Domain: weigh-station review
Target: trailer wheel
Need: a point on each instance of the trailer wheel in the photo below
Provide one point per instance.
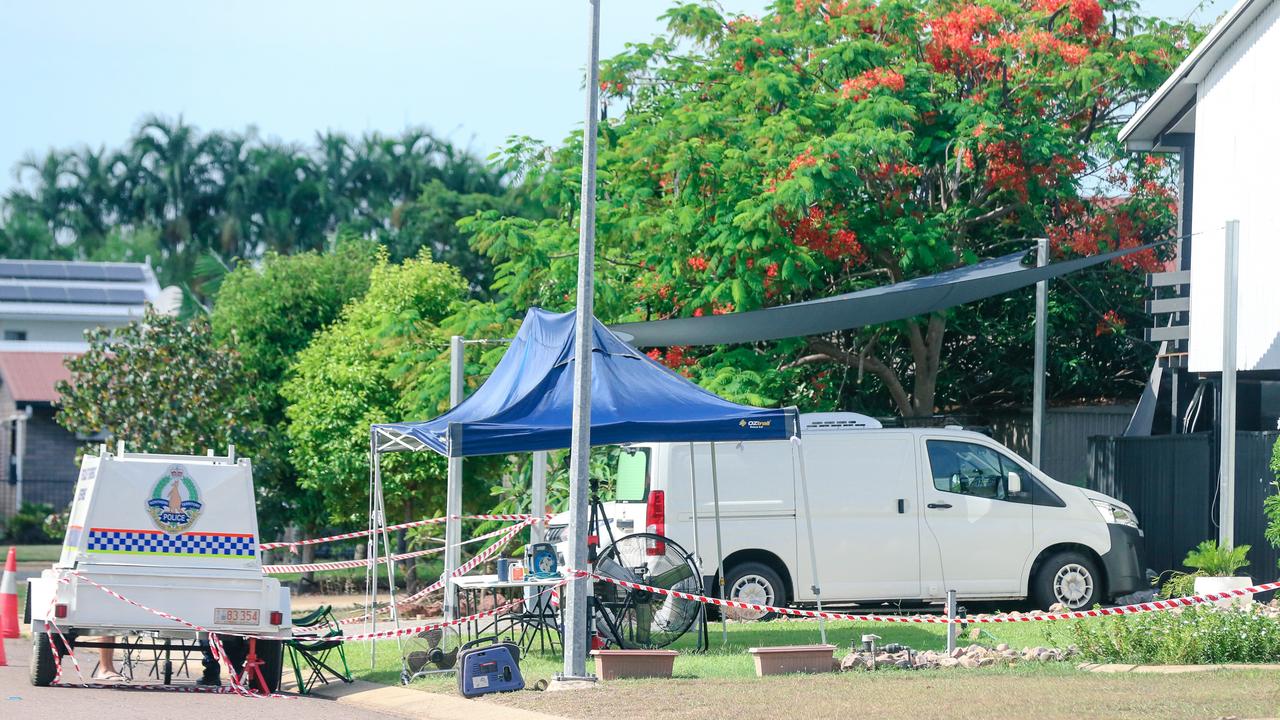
(755, 583)
(44, 668)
==========
Perintah Tugas »
Naikkan setiap angka koordinat titik pada jawaban semua item di atas sebesar 76, lalu tuliskan kembali seluruh baris item tersebut, termasuk permintaannya. Jangan sertakan gambar dalam jawabanmu.

Hasil Latihan »
Domain: weigh-station review
Target: trailer wheel
Need: a point on each instance of the trailer wheel in the photo below
Provide one point per instance.
(831, 659)
(120, 744)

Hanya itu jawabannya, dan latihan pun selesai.